Meta has released OMol25, the largest open dataset to date for AI-driven chemistry, and introduced UMA, a universal AI model designed to predict chemical properties of molecules and materials.
OMol25 contains data from over 100 million high-precision molecular calculations—far surpassing the size of any previous open dataset in the field. According to Meta, generating the dataset required more than 6 billion hours of supercomputing time. The dataset covers a wide range of molecules, from small organic compounds and biomolecules (like protein fragments and DNA segments) to metal complexes and electrolytes. It also includes charged and spin states, multiple conformations (spatial arrangements), and chemical reactions.
The aim is to help AI models learn how molecules behave across a broad spectrum of scenarios. OMol25 is openly available for uses such as drug discovery, battery material development, and catalyst research. In addition to energy and force values, the dataset includes extra details like charge distributions, orbitals, and other chemical properties.
The OMol25 dataset is available on Hugging Face.
UMA: A Universal AI Model for Molecules and Materials
Alongside OMol25, Meta is launching UMA (Universal Model for Atoms), a new AI model trained on OMol25 and other datasets. UMA can predict chemical properties at the atomic level and, according to Meta, does so much faster than traditional approaches.
Unlike earlier methods that required a specialized model for each task, UMA handles a wide range of applications—from molecular simulations (such as for drug discovery) to materials and catalysis research. It’s built on modern graph neural networks and uses a "Mixture of Linear Experts" architecture to combine speed with high accuracy. In benchmark tests, UMA achieved results that previously were only possible with specialized, fine-tuned models.

• [DATASET]
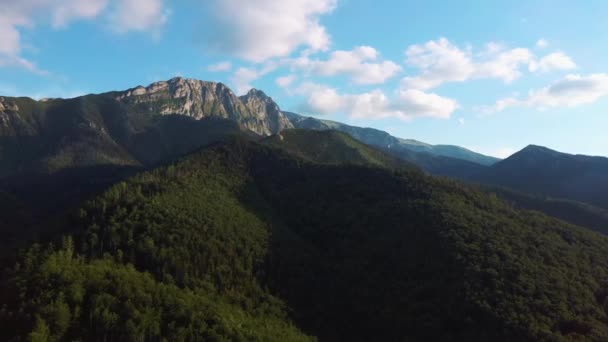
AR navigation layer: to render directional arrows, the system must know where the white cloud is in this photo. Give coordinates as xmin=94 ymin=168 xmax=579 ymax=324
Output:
xmin=296 ymin=83 xmax=458 ymax=120
xmin=230 ymin=62 xmax=278 ymax=95
xmin=110 ymin=0 xmax=169 ymax=33
xmin=0 ymin=0 xmax=166 ymax=74
xmin=275 ymin=74 xmax=298 ymax=88
xmin=530 ymin=52 xmax=576 ymax=72
xmin=536 ymin=39 xmax=549 ymax=49
xmin=398 ymin=89 xmax=458 ymax=119
xmin=483 ymin=74 xmax=608 ymax=113
xmin=402 ymin=38 xmax=576 ymax=90
xmin=288 ymin=46 xmax=402 ymax=84
xmin=403 ymin=38 xmax=475 ymax=90
xmin=208 ymin=0 xmax=337 ymax=62
xmin=207 ymin=61 xmax=232 ymax=72
xmin=473 ymin=48 xmax=534 ymax=83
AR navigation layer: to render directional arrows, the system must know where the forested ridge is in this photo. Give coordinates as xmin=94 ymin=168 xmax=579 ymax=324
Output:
xmin=0 ymin=138 xmax=608 ymax=341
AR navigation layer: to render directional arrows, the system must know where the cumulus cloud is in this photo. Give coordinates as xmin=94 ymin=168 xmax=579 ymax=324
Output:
xmin=0 ymin=0 xmax=166 ymax=73
xmin=483 ymin=74 xmax=608 ymax=113
xmin=208 ymin=0 xmax=337 ymax=62
xmin=207 ymin=61 xmax=232 ymax=72
xmin=536 ymin=39 xmax=549 ymax=49
xmin=230 ymin=62 xmax=278 ymax=95
xmin=110 ymin=0 xmax=169 ymax=33
xmin=275 ymin=74 xmax=298 ymax=88
xmin=403 ymin=38 xmax=475 ymax=90
xmin=402 ymin=38 xmax=576 ymax=90
xmin=290 ymin=46 xmax=402 ymax=84
xmin=530 ymin=52 xmax=576 ymax=72
xmin=296 ymin=83 xmax=458 ymax=120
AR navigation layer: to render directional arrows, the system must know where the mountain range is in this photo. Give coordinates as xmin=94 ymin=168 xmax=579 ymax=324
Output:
xmin=0 ymin=78 xmax=608 ymax=341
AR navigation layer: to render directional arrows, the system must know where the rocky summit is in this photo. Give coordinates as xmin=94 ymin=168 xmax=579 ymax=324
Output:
xmin=115 ymin=77 xmax=293 ymax=135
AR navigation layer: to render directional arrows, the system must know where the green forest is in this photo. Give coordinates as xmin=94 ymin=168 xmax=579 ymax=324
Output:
xmin=0 ymin=135 xmax=608 ymax=341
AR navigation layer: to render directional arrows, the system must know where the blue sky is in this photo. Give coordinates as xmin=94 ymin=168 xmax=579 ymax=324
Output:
xmin=0 ymin=0 xmax=608 ymax=157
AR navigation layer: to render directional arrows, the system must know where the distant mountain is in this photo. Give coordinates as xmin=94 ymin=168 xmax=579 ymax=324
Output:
xmin=477 ymin=145 xmax=608 ymax=208
xmin=0 ymin=78 xmax=293 ymax=178
xmin=284 ymin=112 xmax=500 ymax=166
xmin=262 ymin=129 xmax=418 ymax=169
xmin=0 ymin=138 xmax=608 ymax=341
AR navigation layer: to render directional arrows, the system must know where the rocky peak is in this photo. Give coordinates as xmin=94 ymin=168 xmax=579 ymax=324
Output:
xmin=0 ymin=97 xmax=19 ymax=112
xmin=116 ymin=77 xmax=293 ymax=135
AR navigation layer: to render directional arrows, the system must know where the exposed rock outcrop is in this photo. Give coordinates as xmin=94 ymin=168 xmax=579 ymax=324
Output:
xmin=116 ymin=77 xmax=293 ymax=135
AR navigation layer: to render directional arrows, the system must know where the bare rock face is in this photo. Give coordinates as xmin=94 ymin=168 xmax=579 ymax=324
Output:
xmin=116 ymin=77 xmax=293 ymax=135
xmin=0 ymin=97 xmax=19 ymax=128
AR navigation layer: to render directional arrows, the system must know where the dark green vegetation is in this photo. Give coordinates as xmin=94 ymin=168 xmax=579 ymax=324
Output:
xmin=476 ymin=146 xmax=608 ymax=209
xmin=0 ymin=79 xmax=608 ymax=341
xmin=0 ymin=94 xmax=240 ymax=178
xmin=0 ymin=136 xmax=608 ymax=341
xmin=263 ymin=129 xmax=417 ymax=168
xmin=285 ymin=112 xmax=500 ymax=166
xmin=481 ymin=186 xmax=608 ymax=235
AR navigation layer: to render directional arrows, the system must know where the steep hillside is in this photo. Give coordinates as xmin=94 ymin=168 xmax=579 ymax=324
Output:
xmin=477 ymin=145 xmax=608 ymax=208
xmin=262 ymin=129 xmax=417 ymax=169
xmin=0 ymin=78 xmax=292 ymax=178
xmin=285 ymin=112 xmax=499 ymax=166
xmin=0 ymin=139 xmax=608 ymax=341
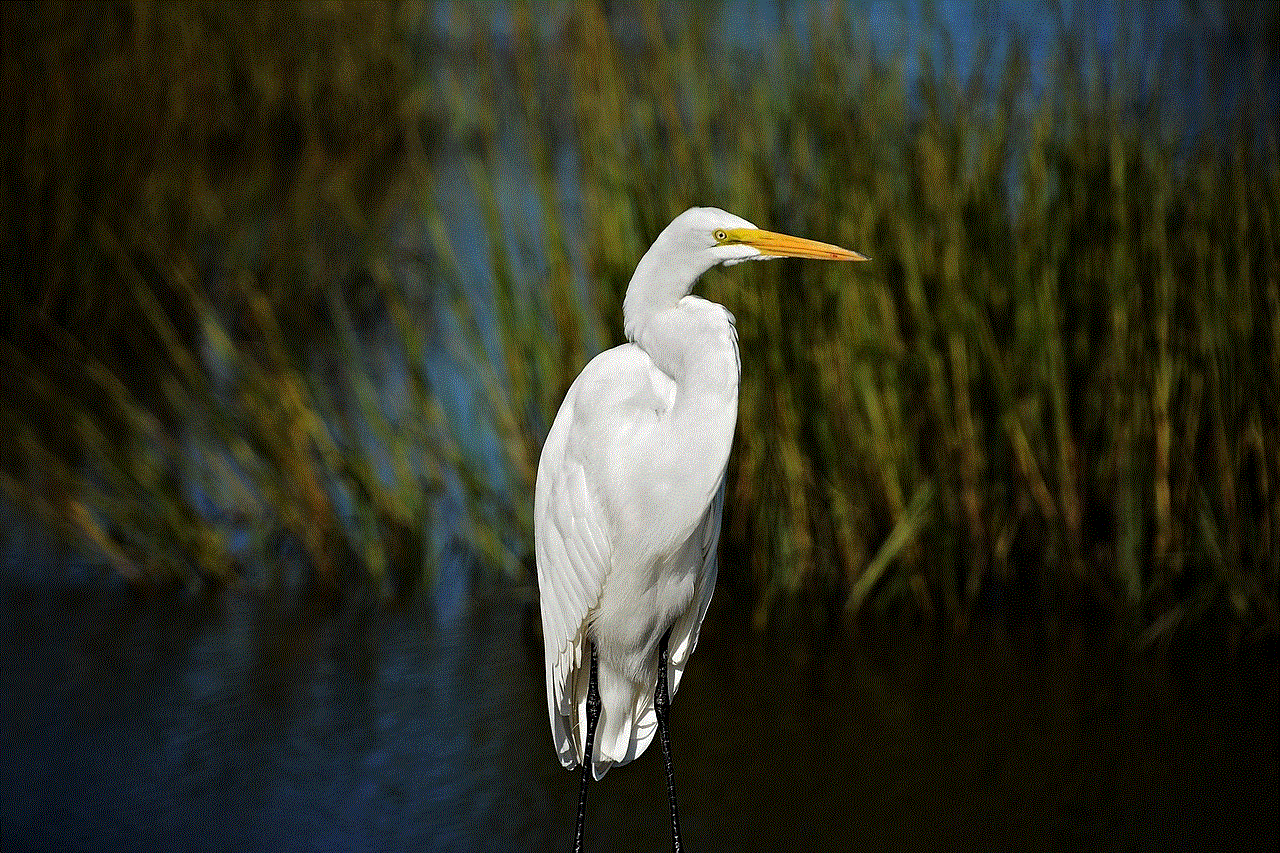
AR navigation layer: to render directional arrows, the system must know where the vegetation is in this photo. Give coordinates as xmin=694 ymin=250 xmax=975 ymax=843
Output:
xmin=0 ymin=4 xmax=1280 ymax=635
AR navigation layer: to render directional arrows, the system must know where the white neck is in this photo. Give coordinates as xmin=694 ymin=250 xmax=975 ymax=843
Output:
xmin=622 ymin=232 xmax=717 ymax=341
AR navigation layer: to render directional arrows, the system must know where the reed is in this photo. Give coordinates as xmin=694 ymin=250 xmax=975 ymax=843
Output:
xmin=437 ymin=4 xmax=1280 ymax=630
xmin=0 ymin=3 xmax=1280 ymax=638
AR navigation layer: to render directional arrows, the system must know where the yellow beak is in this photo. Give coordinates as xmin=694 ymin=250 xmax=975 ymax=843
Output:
xmin=723 ymin=228 xmax=869 ymax=260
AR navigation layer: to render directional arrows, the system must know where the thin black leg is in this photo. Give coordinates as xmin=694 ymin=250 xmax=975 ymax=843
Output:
xmin=653 ymin=629 xmax=684 ymax=853
xmin=573 ymin=640 xmax=600 ymax=853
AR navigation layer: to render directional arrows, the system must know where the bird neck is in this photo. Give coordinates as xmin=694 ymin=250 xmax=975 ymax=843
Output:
xmin=622 ymin=233 xmax=714 ymax=341
xmin=635 ymin=296 xmax=741 ymax=398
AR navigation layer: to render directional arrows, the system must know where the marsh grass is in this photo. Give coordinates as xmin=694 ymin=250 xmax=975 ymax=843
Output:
xmin=3 ymin=3 xmax=1280 ymax=638
xmin=435 ymin=4 xmax=1280 ymax=633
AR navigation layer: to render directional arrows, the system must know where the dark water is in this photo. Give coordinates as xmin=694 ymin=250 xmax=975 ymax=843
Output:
xmin=0 ymin=573 xmax=1280 ymax=853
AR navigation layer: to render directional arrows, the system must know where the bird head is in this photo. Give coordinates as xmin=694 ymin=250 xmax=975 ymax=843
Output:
xmin=623 ymin=207 xmax=868 ymax=339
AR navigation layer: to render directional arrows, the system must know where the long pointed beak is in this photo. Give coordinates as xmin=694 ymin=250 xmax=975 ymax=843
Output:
xmin=727 ymin=228 xmax=870 ymax=260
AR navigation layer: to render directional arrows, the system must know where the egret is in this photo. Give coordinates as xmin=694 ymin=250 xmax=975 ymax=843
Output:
xmin=534 ymin=207 xmax=867 ymax=853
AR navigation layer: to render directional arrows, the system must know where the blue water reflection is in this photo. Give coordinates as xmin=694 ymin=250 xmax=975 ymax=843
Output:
xmin=0 ymin=585 xmax=1280 ymax=853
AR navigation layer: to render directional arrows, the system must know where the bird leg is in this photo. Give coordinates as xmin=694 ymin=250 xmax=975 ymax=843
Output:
xmin=653 ymin=629 xmax=684 ymax=853
xmin=573 ymin=640 xmax=601 ymax=853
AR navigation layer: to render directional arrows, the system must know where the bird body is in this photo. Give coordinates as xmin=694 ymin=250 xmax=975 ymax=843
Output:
xmin=534 ymin=207 xmax=861 ymax=799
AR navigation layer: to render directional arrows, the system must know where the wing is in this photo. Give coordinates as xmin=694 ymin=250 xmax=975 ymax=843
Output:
xmin=534 ymin=345 xmax=657 ymax=767
xmin=667 ymin=479 xmax=724 ymax=695
xmin=534 ymin=406 xmax=609 ymax=767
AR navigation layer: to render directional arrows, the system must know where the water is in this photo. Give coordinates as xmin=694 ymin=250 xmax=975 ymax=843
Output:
xmin=0 ymin=573 xmax=1280 ymax=853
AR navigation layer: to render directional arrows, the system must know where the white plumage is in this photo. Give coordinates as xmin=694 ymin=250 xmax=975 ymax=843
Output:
xmin=534 ymin=207 xmax=863 ymax=779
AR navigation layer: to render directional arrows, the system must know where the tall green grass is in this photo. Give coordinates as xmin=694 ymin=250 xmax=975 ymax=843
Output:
xmin=428 ymin=4 xmax=1280 ymax=630
xmin=0 ymin=3 xmax=1280 ymax=635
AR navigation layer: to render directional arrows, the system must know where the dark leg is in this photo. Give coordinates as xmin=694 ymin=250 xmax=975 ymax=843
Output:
xmin=573 ymin=640 xmax=599 ymax=853
xmin=653 ymin=629 xmax=684 ymax=853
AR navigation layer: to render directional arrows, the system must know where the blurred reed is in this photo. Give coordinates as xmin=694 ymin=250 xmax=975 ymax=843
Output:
xmin=431 ymin=4 xmax=1280 ymax=633
xmin=0 ymin=3 xmax=1280 ymax=635
xmin=0 ymin=1 xmax=444 ymax=591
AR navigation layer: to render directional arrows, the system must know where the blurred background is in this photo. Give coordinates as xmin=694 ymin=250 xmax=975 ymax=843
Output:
xmin=0 ymin=0 xmax=1280 ymax=852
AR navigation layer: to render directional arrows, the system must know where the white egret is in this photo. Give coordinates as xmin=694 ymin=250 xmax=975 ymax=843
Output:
xmin=534 ymin=207 xmax=867 ymax=850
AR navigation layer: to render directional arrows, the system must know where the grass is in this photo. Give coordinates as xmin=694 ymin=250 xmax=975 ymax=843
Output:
xmin=0 ymin=3 xmax=1280 ymax=637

• [TASK DIRECTIONS] Extend the article on OMol25 and UMA with a passage that picks up after its final sentence. The entries are drawn from a different source than the article on OMol25 and UMA.

• [TASK ANSWER]
With UMA, simulations and calculations that once took days can now be completed in seconds. Meta says this could allow researchers to screen thousands of new molecules for their potential as drugs or battery materials before any lab synthesis is needed.
UMA models are available on Hugging Face.
New Methods for Fast AI Simulations
Traditional AI models have typically needed large amounts of training data to generate new molecular structures. Meta is now introducing "Adjoint Sampling," a new method that lets AI models learn and propose novel structures even when no real-world examples exist.
This technique draws on concepts from stochastic control theory and uses diffusion processes, which Meta’s team says are especially well-suited for simulating molecules. Adjoint Sampling enables the rapid exploration of many structural variants with just a few calculations.
In early tests, the method was able to generate molecular conformations that not only matched but often outperformed classical software—especially for molecules with many flexible components.
The model, code, and more information are available on Hugging Face and GitHub.
Despite these advances, Meta notes there are still open challenges. Some areas of chemistry—such as polymers, certain metals, or complex protonation states—are not yet fully covered. The AI models also need to improve their ability to predict charges, spins, and long-range interactions.